--- Dataset rows ---

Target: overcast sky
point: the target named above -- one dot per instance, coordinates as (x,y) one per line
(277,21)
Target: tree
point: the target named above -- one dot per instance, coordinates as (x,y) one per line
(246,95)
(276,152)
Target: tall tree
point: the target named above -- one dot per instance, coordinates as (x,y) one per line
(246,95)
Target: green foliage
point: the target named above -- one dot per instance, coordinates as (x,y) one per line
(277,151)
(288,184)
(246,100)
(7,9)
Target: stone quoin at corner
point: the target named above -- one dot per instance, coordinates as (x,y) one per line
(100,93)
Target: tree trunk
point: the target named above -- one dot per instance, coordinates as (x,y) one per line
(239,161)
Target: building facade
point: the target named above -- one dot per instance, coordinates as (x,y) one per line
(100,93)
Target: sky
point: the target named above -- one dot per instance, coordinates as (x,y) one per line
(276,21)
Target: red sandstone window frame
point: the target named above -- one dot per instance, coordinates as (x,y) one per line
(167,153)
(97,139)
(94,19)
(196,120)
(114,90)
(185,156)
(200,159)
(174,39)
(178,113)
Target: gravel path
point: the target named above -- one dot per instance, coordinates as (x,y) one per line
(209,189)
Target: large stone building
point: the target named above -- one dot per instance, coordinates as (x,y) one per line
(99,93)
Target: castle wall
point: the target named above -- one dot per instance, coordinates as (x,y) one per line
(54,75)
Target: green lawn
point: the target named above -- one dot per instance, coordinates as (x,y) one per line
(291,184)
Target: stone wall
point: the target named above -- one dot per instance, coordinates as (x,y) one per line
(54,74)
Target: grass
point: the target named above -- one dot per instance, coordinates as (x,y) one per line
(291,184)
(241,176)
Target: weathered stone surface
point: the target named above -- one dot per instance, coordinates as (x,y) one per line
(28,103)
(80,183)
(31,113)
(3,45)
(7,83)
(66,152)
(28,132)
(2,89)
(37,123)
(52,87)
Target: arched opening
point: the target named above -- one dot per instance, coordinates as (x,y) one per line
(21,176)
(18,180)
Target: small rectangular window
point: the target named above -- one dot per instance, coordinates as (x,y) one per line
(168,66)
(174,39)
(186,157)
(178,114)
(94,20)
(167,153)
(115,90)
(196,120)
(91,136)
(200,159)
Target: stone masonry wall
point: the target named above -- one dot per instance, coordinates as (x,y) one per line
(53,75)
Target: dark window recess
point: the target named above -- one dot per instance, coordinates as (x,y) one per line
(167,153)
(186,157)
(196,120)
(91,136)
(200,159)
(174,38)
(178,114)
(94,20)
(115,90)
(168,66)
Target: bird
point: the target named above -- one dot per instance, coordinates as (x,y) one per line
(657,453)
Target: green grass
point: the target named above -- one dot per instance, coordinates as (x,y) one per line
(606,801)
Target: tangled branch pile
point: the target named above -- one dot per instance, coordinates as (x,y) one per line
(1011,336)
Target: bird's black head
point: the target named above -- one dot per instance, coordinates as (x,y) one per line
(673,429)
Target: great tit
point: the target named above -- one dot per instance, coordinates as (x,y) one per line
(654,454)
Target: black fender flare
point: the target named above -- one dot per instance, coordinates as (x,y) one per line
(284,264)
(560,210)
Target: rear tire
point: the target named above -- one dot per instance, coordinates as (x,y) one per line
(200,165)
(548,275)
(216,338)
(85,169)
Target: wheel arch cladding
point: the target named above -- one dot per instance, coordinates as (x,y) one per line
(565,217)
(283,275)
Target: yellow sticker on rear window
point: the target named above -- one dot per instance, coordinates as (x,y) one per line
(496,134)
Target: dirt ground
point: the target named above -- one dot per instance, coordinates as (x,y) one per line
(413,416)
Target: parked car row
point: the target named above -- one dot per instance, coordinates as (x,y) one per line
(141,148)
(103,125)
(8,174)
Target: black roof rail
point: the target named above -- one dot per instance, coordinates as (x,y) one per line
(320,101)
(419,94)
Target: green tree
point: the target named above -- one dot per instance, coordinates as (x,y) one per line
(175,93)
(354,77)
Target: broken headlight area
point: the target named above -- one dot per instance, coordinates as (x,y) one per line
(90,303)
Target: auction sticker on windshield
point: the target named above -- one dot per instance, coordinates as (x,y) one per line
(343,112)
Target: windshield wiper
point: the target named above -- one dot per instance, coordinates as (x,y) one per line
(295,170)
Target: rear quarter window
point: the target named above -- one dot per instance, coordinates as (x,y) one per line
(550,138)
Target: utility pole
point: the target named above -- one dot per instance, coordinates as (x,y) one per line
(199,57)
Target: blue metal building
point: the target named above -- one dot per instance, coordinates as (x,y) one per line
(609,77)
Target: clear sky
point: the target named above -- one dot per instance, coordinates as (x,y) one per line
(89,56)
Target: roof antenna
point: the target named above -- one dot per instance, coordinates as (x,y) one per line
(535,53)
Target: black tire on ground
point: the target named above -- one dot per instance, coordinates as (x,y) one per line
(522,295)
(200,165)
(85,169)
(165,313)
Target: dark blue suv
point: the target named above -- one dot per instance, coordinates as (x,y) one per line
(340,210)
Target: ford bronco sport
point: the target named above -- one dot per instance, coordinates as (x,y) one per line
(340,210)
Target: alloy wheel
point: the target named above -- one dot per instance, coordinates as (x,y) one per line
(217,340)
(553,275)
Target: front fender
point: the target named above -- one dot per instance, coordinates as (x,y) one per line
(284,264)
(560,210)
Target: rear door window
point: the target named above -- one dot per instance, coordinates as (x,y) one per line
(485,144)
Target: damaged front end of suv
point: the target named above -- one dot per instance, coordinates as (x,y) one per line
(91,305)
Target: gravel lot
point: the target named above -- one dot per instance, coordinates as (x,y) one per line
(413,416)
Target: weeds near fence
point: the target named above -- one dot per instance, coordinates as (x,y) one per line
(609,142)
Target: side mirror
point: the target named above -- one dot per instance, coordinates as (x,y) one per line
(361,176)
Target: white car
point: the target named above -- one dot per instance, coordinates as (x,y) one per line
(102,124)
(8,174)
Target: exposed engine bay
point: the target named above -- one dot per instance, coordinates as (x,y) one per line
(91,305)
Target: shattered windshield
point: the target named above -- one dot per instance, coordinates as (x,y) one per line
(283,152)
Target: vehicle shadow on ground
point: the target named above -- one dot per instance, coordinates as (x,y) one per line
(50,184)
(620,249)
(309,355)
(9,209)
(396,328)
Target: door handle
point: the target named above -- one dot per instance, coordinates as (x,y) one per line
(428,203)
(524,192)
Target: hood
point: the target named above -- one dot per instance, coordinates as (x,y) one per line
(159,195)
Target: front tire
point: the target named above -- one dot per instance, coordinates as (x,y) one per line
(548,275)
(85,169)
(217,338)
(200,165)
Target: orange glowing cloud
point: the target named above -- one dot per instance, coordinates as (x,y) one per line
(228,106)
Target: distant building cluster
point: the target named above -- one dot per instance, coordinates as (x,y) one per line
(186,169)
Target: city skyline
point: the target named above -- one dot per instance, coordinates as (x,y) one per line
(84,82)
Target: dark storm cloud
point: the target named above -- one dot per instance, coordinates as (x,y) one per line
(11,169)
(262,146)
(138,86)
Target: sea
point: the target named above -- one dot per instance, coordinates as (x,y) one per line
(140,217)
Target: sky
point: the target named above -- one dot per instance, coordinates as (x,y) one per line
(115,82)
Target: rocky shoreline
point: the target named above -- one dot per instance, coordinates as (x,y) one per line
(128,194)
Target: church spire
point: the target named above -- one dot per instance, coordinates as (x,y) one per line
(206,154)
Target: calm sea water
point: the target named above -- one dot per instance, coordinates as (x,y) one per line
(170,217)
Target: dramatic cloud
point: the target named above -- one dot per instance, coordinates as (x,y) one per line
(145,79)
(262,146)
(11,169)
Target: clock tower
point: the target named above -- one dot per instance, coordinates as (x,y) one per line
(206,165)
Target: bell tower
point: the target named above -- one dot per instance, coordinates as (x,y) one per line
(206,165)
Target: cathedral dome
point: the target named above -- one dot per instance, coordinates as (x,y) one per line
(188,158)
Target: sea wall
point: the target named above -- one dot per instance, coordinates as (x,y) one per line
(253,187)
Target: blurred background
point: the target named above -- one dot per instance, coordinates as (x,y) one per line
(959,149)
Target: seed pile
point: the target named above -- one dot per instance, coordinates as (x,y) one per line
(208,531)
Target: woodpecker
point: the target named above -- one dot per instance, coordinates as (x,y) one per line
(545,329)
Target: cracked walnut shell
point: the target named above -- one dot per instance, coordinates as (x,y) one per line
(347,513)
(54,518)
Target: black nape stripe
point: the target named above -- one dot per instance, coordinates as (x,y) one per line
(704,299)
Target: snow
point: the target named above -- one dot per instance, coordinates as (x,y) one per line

---

> Prompt:
From the line holding "Target: seed pile" to the last line of the records, quote each line exactly and add nothing.

> Exercise answer:
Target: seed pile
point: the target named above -- one dot per instance, coordinates as (x,y) one per line
(208,531)
Target: woodpecker
point: the target named above -- one dot per instance, coordinates as (x,y) one per line
(545,329)
Target: cracked walnut shell
point: the target named above -- one dot per instance, coordinates as (x,y) one per line
(347,513)
(54,518)
Target: black nape stripe
point: the target named above -- one dot per instance, coordinates as (x,y) one per line
(704,299)
Target: snow
point: the target named above -- one dot per instance, coordinates as (x,y) one per line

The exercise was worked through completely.